═════ Excerpted text ═════

Do I pay off the mortgage quicker – or invest?

One of the most common questions we hear is: “Should we throw extra money at the mortgage, or invest it instead?”

For many families in their 40s, this tug-of-war is the biggest wealth decision they wrestle with. Let me show you how Bandit and Chilli look at it — and why the “right” answer often surprises.

Meet Bandit & Chilli (again)

Bandit is 42, earning $260,000 a year. Chilli is 40, making $140,000. Together they bring in $400,000. They live in a home worth $1.4 million, with a $400,000 mortgage.

They’ve got $700,000 in super and $120,000 in their offset account. Every month, they can comfortably set aside $5,000.

Scenario 1 – Pay off the mortgage

The benefits of paying extra into the mortgage are:

  1. Guaranteed return. Every dollar extra saves the mortgage interest rate — say 5% — tax-free.
  2. Psychological comfort. Seeing the loan shrink feels safe and satisfying.
  3. Less debt risk. In market downturns, no one can take away the security of a smaller mortgage.

═════ Collected material ═════

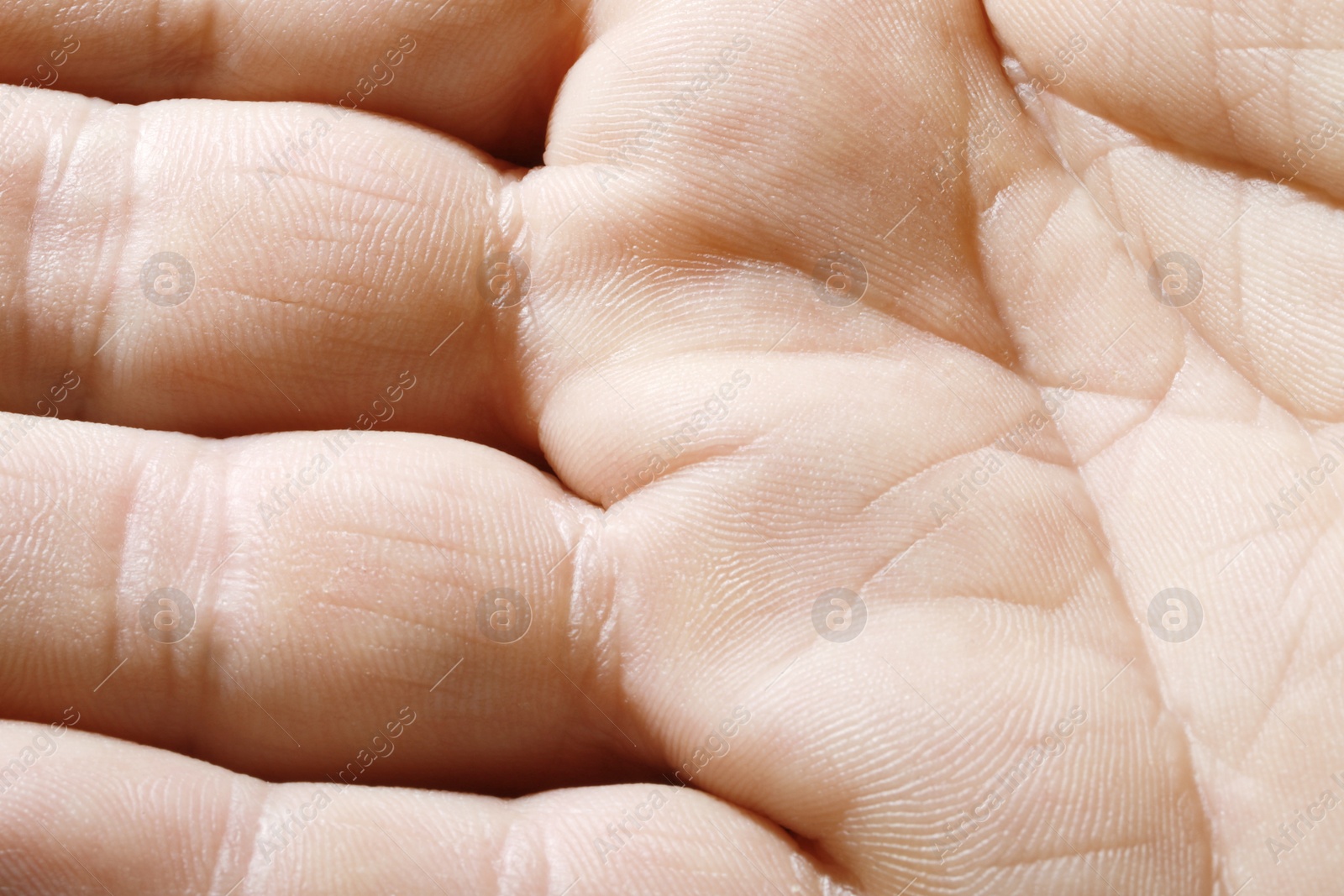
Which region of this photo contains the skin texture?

═════

## Work instructions:
Extend the article on paying off a mortgage versus investing, starting right after its final sentence. The listing above has no role in what you are asked to do.

## Response to this exercise:
Suppose Bandit and Chilli direct $5,000 a month to extra repayments instead of investing. In a little over 5 years, their mortgage would be gone — and they will own their home outright. That’s huge peace of mind.

Should you pay off the mortgage quicker - or invest?
Scenario 2 – Invest outside super

By investing the benefits are:

  1. Higher likely return – Long term returns of 8-10% (or higher) are reasonable to expect with a well-diversified portfolio. The kicker here, is this is not guaranteed.
  2. Personal growth – You shift from saver to investor, which brings real satisfaction once your investments outweigh your mortgage.

Suppose they invest the $5,000 a month in Chilli’s name (she is in the lowest tax bracket), after 13 years (when Bandit is 55), they would have about $1.1 million with an 8% return.

Scenario 3 – Invest it in Super

If instead of investing in Chilli’s name they invest this $5,000 a month into Super they would save around $150,000 in tax.

They’ve put in the same amount, into the same asset — but inside super it grows to $1.25 million instead. This is why financial advisers always go on about Super, because it is the easiest way to minimise tax.

The downside is Bandit can’t access his Super for another 5 years.

The Bottom Line

Paying down debt is comforting. But with strong incomes and a long-term horizon, investing is the path to real wealth and financial freedom.

Investing through Super is by far the most tax effective way to invest and will leave you with a significantly higher net worth. The downside is it can’t be accessed until you meet certain conditions of release, most notably that you turn 60.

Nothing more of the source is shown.